* begin Supplied text *

I want something that behaves like a start trigger, that's where the external trigger from other devices comes in. Once that signal is recieved, the analog output should begin on the next line clock pulse, and should stay synchronized to the line clock. One axis of scanning is running continuously, in addition to being at a fixed frequency. I can't just use a start trigger, because there are essentially two trigger inputs (the "external" trigger and the line clock), which may not overlap in time. It's almost as if the external trigger will "arm" things and the next line clock will function as the start trigger.

 

The round-up of signals includes the line clock, which is from a third party device. A TTL trigger (most likely a rising edge) needs to be accepted to kick things off (from outside of the system this will appear to behave like a start trigger, and from inside it will be an "arm"). Then there's the outbound analog signal to the scanner's servo. Any other signals generated/recieved are entirely optional, and will be whatever it takes to get the NI hardware behaving as desired.

* end Supplied text *

▸ Work to complete
(a) Condense the paragraph of the post on triggering that starts "The round-up of signals" into a short bulleted list that keeps its main facts.
(b) Echo everything from "The round-up of" down to "behaving as desired." in the post on triggering.
The material after the post on triggering isn't needed for anything here.

* begin Given data *

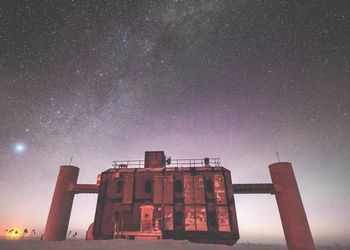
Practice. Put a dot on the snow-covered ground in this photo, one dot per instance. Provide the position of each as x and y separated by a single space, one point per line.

* end Given data *

▸ Task-by-task solutions
(a)
- Line clock, supplied by a third-party device.
- TTL trigger, most likely a rising edge, that starts things off. From outside the system it looks like a start trigger, and from inside it acts as an "arm."
- Outbound analog signal to the scanner's servo.
- Any other signals generated or received are optional: whatever it takes to make the NI hardware behave as desired.

(b)
The round-up of signals includes the line clock, which is from a third party device. A TTL trigger (most likely a rising edge) needs to be accepted to kick things off (from outside of the system this will appear to behave like a start trigger, and from inside it will be an "arm"). Then there's the outbound analog signal to the scanner's servo. Any other signals generated/recieved are entirely optional, and will be whatever it takes to get the NI hardware behaving as desired.